#### 任務說明 1:
判斷下面關於 MapReduce 數據清洗的文章是否支持以下三項說法，每項回答「是」或「否」，並原樣引用文章中起決定作用的字句：(a) 第一階段是根據提取出來的信息做精細化操作；(b) hive 表中 traffic 欄位的類型是 bigint；(c) 統計結果要倒入 MySql 數據庫。

#### 文件:
=-=-=-=-=

MapReduce實驗-數據清洗-階段一

本文轉載自查看原文 2019-11-13 23:46 724

Result文件數據說明：

Ip：106.39.41.166,（城市）

Date：10/Nov/2016:00:01:02 +0800,（日期）

Day：10,（天數）

Traffic: 54 ,（流量）

Type: video,（類型：視頻video或文章article）

Id: 8701（視頻或者文章的id）

測試要求：

1、 數據清洗：按照進行數據清洗，並將清洗后的數據導入hive數據庫中。

兩階段數據清洗：

（1）第一階段：把需要的信息從原始日志中提取出來

ip: 199.30.25.88

time: 10/Nov/2016:00:01:03 +0800

traffic: 62

文章： article/11325

視頻： video/3235

（2）第二階段：根據提取出來的信息做精細化操作

ip--->城市 city（IP）

date--> time:2016-11-10 00:01:03

day: 10

traffic:62

type:article/video

id:11325

（3）hive數據庫表結構:

create table data( ip string, time string , day string, traffic bigint,

type string, id string )

2、數據處理：

·統計最受歡迎的視頻/文章的Top10訪問次數（video/article）

·按照地市統計最受歡迎的Top10課程（ip）

·按照流量統計最受歡迎的Top10課程（traffic）

3、數據可視化：將統計結果倒入MySql數據庫中，通過圖形化展示的方式展現出來。

=-=-=-=-=

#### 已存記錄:
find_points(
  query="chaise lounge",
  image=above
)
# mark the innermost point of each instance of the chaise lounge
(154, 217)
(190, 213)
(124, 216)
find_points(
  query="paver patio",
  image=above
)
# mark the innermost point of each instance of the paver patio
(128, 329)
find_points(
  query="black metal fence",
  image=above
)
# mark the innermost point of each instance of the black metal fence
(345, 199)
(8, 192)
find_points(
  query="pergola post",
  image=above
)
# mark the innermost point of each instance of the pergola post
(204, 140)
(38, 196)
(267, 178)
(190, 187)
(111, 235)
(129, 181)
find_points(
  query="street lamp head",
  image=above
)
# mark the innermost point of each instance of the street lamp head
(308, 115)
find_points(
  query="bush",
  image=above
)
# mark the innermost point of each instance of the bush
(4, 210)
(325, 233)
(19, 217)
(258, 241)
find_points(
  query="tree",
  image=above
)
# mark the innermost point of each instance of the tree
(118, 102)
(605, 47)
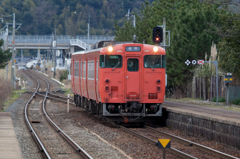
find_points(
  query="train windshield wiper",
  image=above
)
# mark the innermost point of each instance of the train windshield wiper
(152, 67)
(116, 65)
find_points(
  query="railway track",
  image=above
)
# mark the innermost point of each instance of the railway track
(179, 139)
(154, 142)
(81, 152)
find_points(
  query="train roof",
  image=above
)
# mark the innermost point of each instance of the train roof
(120, 46)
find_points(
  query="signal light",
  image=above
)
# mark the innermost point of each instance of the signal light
(157, 35)
(152, 96)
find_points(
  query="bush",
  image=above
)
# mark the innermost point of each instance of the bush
(236, 101)
(220, 99)
(5, 90)
(63, 75)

=-=-=-=-=

#### 任務說明 2:
統計上面的記錄中有多少行含有字串“head”，只寫出數字。

#### 完整答案 1:
(a) 否。「第一階段：把需要的信息從原始日志中提取出來」
(b) 是。「traffic bigint」
(c) 是。「將統計結果倒入MySql數據庫中」

#### 完整答案 2:
2